The murderous children of evolution are a real problem, even if the Darwinists don’t like to admit it:
Darwin would no doubt have been horrified by all this, but it’s easy to see why some of his ideas might appeal to the disturbed adolescent mind. One conclusion implicit in evolutionary theory is that human existence has no ultimate purpose or special significance. Any psychologically well-adjusted person would regard this as regrettable, if true. But some people get a thrill from peering into the void and acknowledging that life is utterly meaningless.
Darwin also taught that morality has no essential authority, but is something that itself evolved — a set of sentiments or intuitions that developed from adaptive responses to environmental pressures tens of thousands of years ago. This does not merely explain the origin of morals, it totally explains them away. Whether an individual opts to obey a particular ethical precept, or to regard it as a redundant evolutionary carry-over, thus becomes a matter of personal choice. Cheerleaders celebrating Darwin’s 200th birthday in colleges across America last February sang “Randomness is good enough for me, If there’s no design it means I’m free” — lines from a song by the band Scientific Gospel. Clearly they see evolution as something that emancipates them from the strict sexual morality insisted upon by their parents. But wackos such as Harris and Auvinen can just as readily interpret it as a licence to kill.

Data entries
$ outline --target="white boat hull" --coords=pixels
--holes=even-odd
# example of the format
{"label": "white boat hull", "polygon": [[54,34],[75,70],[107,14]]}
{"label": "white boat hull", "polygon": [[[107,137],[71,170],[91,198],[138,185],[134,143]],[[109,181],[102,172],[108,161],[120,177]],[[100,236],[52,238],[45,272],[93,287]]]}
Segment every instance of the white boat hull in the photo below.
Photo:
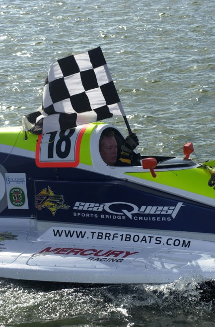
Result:
{"label": "white boat hull", "polygon": [[215,276],[212,241],[78,225],[37,231],[24,221],[22,228],[1,222],[0,277],[112,284]]}

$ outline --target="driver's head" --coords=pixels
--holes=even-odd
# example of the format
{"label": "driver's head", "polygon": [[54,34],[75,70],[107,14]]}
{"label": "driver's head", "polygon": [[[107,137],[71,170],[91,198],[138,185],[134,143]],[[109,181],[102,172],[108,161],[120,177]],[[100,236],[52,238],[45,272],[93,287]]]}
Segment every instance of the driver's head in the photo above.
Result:
{"label": "driver's head", "polygon": [[99,140],[99,151],[104,162],[114,165],[117,160],[117,143],[113,131],[105,130]]}

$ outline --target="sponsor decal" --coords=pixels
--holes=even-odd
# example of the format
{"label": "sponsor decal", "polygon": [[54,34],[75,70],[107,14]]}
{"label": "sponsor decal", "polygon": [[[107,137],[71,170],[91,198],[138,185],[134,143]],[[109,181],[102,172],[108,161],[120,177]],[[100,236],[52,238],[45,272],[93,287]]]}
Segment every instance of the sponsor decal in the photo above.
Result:
{"label": "sponsor decal", "polygon": [[[183,202],[178,202],[174,206],[142,206],[139,208],[133,203],[127,202],[102,204],[75,202],[72,209],[74,217],[121,220],[130,219],[148,221],[170,221],[172,219],[175,219],[180,208],[184,205]],[[101,212],[102,212],[102,214]]]}
{"label": "sponsor decal", "polygon": [[10,232],[0,233],[0,242],[9,240],[16,241],[18,239],[17,237],[17,235],[12,235]]}
{"label": "sponsor decal", "polygon": [[115,232],[101,231],[97,230],[84,230],[76,229],[53,229],[55,237],[61,237],[65,239],[81,239],[105,241],[118,241],[124,242],[133,242],[142,244],[162,245],[182,248],[189,248],[191,241],[182,238],[173,238],[156,235],[147,235],[138,233],[119,233]]}
{"label": "sponsor decal", "polygon": [[8,209],[28,209],[26,178],[24,173],[5,173]]}
{"label": "sponsor decal", "polygon": [[[47,247],[41,250],[36,255],[59,255],[72,256],[77,256],[85,258],[90,261],[101,261],[105,262],[122,262],[126,258],[135,259],[139,253],[139,252],[131,252],[113,249],[104,250],[103,249],[94,249],[84,248],[66,248]],[[134,257],[135,255],[135,257]],[[131,257],[132,258],[131,258]]]}
{"label": "sponsor decal", "polygon": [[51,211],[53,216],[58,209],[68,210],[69,206],[64,203],[62,194],[55,194],[49,186],[42,189],[35,196],[36,208],[39,210],[46,208]]}
{"label": "sponsor decal", "polygon": [[10,202],[15,207],[21,207],[25,202],[25,193],[19,187],[12,188],[9,193]]}

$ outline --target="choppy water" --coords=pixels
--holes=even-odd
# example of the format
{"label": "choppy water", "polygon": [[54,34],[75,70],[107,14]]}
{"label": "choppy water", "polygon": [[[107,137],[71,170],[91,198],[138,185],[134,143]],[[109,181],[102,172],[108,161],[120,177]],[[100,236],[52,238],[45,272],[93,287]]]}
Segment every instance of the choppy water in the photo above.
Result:
{"label": "choppy water", "polygon": [[[193,142],[198,160],[215,158],[214,1],[1,0],[0,16],[1,126],[37,109],[56,59],[100,46],[143,153],[181,155]],[[122,117],[110,122],[127,133]],[[0,326],[213,326],[213,287],[197,282],[44,288],[0,280]]]}

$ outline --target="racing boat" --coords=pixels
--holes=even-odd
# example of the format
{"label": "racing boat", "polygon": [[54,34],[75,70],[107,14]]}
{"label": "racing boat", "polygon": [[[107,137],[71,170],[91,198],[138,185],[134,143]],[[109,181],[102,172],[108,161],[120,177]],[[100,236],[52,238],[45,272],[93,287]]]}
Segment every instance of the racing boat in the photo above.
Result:
{"label": "racing boat", "polygon": [[37,134],[0,128],[0,277],[214,279],[215,161],[196,163],[188,143],[180,158],[108,165],[99,152],[105,130],[120,149],[124,136],[103,122]]}

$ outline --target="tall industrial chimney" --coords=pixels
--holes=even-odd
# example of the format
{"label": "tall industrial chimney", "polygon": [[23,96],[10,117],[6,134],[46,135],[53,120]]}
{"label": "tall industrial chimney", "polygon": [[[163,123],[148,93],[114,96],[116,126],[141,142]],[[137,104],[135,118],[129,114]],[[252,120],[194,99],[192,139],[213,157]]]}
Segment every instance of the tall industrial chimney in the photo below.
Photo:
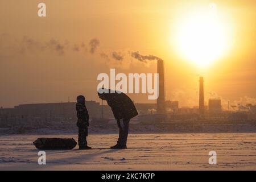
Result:
{"label": "tall industrial chimney", "polygon": [[156,101],[156,111],[158,114],[166,114],[164,99],[164,75],[163,60],[158,60],[158,73],[159,74],[159,96]]}
{"label": "tall industrial chimney", "polygon": [[199,78],[199,114],[201,118],[204,115],[204,77]]}

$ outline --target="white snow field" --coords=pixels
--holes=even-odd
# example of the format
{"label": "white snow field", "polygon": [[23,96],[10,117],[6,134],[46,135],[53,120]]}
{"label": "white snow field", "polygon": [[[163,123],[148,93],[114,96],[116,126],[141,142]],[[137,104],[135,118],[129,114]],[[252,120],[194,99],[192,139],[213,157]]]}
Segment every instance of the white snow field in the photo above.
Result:
{"label": "white snow field", "polygon": [[[256,170],[256,133],[130,134],[127,150],[110,150],[117,135],[90,135],[90,150],[47,150],[38,163],[32,142],[39,137],[76,135],[0,136],[1,170]],[[217,164],[208,163],[217,152]]]}

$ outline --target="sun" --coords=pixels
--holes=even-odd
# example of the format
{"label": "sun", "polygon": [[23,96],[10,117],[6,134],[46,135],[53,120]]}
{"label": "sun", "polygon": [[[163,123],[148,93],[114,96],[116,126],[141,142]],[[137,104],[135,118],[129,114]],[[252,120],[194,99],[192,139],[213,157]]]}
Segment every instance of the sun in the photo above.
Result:
{"label": "sun", "polygon": [[186,59],[199,66],[205,66],[226,50],[227,26],[215,14],[195,13],[181,24],[177,47]]}

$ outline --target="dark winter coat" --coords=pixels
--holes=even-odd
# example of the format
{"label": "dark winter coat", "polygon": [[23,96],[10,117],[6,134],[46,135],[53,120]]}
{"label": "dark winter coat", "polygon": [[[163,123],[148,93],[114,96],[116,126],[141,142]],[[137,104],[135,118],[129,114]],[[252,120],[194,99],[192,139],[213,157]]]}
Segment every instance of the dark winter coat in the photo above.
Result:
{"label": "dark winter coat", "polygon": [[104,93],[115,119],[131,119],[138,114],[131,100],[123,93]]}
{"label": "dark winter coat", "polygon": [[89,126],[89,114],[85,104],[77,102],[76,104],[77,117],[77,125],[79,127],[86,127]]}

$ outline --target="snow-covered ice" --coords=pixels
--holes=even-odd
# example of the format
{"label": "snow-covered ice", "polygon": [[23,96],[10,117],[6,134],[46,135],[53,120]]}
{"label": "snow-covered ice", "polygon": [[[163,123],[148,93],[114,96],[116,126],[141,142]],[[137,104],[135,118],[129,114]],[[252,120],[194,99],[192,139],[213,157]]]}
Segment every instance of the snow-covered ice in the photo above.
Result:
{"label": "snow-covered ice", "polygon": [[[46,165],[38,163],[32,142],[39,137],[75,134],[0,136],[1,170],[256,170],[256,133],[130,134],[127,150],[110,150],[117,135],[88,136],[94,149],[48,150]],[[217,152],[209,165],[209,152]]]}

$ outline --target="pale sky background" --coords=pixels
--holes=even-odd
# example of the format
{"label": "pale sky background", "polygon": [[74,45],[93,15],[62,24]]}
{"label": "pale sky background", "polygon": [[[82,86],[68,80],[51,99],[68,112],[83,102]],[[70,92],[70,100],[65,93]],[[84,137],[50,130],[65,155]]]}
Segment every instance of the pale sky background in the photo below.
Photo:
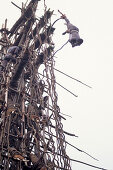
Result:
{"label": "pale sky background", "polygon": [[[21,6],[22,0],[13,2]],[[38,9],[42,8],[42,2]],[[53,20],[59,18],[57,10],[61,10],[79,28],[84,39],[80,47],[72,48],[67,44],[56,54],[56,68],[93,87],[89,89],[55,72],[57,82],[78,95],[75,98],[57,87],[61,112],[72,116],[66,117],[64,129],[79,136],[66,136],[66,139],[99,161],[71,147],[68,154],[73,159],[113,170],[113,1],[46,0],[46,4],[54,9]],[[19,16],[19,9],[10,0],[1,0],[0,27],[8,18],[10,28]],[[55,24],[56,50],[68,40],[68,35],[62,36],[66,30],[64,23],[60,20]],[[72,163],[72,169],[93,170],[76,162]]]}

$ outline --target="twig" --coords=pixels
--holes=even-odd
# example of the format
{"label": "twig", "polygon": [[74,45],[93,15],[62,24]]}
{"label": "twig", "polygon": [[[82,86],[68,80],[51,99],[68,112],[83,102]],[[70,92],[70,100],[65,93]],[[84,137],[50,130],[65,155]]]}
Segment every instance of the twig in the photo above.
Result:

» TASK REQUIREMENTS
a – Answer these questions about the passage on Darwin and morality.
(i) What conclusion does the passage call implicit in evolutionary theory?
(ii) According to the passage, what did Darwin teach that morality is?
(iii) Which band's song supplied the lines the cheerleaders sang?
b – Write what comes next in the passage on Darwin and morality, picking up after its final sentence.
The entries play no part in what is asked here.

» EXERCISE RESPONSES
a –
(i) Human existence has no ultimate purpose or special significance.
(ii) Something that itself evolved: a set of sentiments or intuitions that developed from adaptive responses to environmental pressures tens of thousands of years ago.
(iii) Scientific Gospel.

b –
The truth or untruth of natural selection, or evolution by natural selection, doesn’t depend upon their consequences. But the inability of biologists to recognize the obvious logical implications of the freedom from the limits of traditional morality that they celebrate only serves to demonstrate their complete incompetence as philosophers. If it’s no longer evil to freely fornicate or worship idols, it’s no longer evil to freely rape or murder either. And a description of a theorized process of historical moral development is no rational basis for subsequent cherry-picking between those developments you happen to believe are positive and those you happen to believe are negative.